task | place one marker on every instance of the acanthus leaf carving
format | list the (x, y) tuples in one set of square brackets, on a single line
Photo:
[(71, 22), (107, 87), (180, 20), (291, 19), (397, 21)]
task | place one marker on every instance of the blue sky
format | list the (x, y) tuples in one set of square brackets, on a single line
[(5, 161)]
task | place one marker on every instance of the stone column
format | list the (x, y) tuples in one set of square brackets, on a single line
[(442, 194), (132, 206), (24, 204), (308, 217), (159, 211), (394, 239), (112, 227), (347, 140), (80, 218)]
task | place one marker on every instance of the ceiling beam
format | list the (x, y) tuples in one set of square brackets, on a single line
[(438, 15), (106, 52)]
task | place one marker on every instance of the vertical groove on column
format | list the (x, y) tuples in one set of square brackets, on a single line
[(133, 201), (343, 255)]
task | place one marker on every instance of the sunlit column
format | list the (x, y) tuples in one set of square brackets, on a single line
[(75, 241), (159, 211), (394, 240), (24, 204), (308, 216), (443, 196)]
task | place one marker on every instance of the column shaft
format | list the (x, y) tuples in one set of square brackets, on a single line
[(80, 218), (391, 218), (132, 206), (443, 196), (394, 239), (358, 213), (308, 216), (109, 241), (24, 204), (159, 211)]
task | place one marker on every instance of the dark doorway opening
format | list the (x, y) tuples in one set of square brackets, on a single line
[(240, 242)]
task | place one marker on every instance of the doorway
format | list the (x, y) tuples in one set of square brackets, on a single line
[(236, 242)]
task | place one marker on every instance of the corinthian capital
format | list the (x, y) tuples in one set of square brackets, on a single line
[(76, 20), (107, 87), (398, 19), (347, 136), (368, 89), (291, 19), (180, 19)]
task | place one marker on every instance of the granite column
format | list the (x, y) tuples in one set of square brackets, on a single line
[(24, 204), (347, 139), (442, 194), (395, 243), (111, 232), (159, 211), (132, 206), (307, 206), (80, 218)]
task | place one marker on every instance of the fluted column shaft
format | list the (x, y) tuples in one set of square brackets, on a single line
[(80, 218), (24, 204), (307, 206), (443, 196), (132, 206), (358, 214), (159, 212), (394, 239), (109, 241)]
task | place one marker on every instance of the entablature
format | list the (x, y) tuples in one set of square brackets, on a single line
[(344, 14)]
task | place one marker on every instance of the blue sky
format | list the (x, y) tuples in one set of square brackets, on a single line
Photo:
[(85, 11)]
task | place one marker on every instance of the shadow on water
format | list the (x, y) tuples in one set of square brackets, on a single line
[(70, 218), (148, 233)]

——————

Task instructions
With no line skipped, output the listing in full.

Solution below
task | place one marker on every instance of the acanthus leaf carving
format | list the (x, y) tuples in one set of square brackets, on a single line
Photo:
[(71, 22), (107, 87), (180, 20), (291, 19), (397, 21)]
task | place one marker on every instance of the blue sky
format | list the (x, y) tuples in one set of square brackets, on a single line
[(5, 161)]
task | place one marker on every instance of the stone column
format | list the (x, y) tuples in one set of square brackets, on a single line
[(442, 194), (132, 206), (24, 204), (308, 217), (159, 211), (394, 239), (112, 227), (347, 140), (80, 218)]
task | place one marker on every instance of the ceiling beam
format | list the (x, y) tuples in one set of square brackets, on a single line
[(438, 15), (106, 52)]
task | place one marker on every instance of the vertical groove on column
format | list the (x, y) tuples in one set of square brackets, on a single line
[(133, 201), (343, 255)]
task | place one marker on every instance of the sunlit column
format | list the (x, y) tuples in one set of square brackets, on a single line
[(75, 241), (159, 211), (394, 240), (24, 204), (308, 216), (443, 196)]
task | place one marker on every instance of the column shaft
format | list the (x, y) tuples in one set of square brackets, on a single line
[(80, 218), (391, 218), (132, 206), (443, 196), (394, 239), (358, 213), (308, 216), (109, 241), (24, 204), (159, 211)]
task | place one marker on every instance of the dark doorway opening
format | list the (x, y) tuples in one set of square brackets, on a single line
[(240, 242)]
task | place one marker on every instance of the doorway
format | list the (x, y) tuples in one set of square brackets, on a single line
[(236, 242)]
task | place one marker on every instance of the corinthian capital
format | list the (x, y) tuples in one set of square brackets, on a single line
[(76, 20), (107, 87), (398, 19), (347, 136), (368, 89), (291, 19), (180, 19)]
task | place one marker on every instance of the granite column
format | list the (x, y) tuples in one set of square brackets, on a single line
[(24, 204), (347, 139), (442, 194), (395, 243), (111, 232), (159, 211), (132, 206), (307, 206), (80, 218)]
task | place one marker on every instance of the fluted column shaft
format | list the (x, y) tuples in one set of square brackets, on a single line
[(80, 218), (24, 204), (307, 206), (443, 196), (132, 206), (358, 214), (159, 212), (394, 239), (109, 241)]
task | place one marker on every instance of the entablature
format | list the (x, y) tuples in one set of square brackets, on a single line
[(344, 14)]
task | place one marker on every instance of the blue sky
format | list the (x, y) tuples in one set of square brackets, on a single line
Photo:
[(85, 11)]
task | place one marker on every instance of the shadow on water
format | list the (x, y) tuples in one set of square brackets, on a single line
[(70, 218), (148, 233)]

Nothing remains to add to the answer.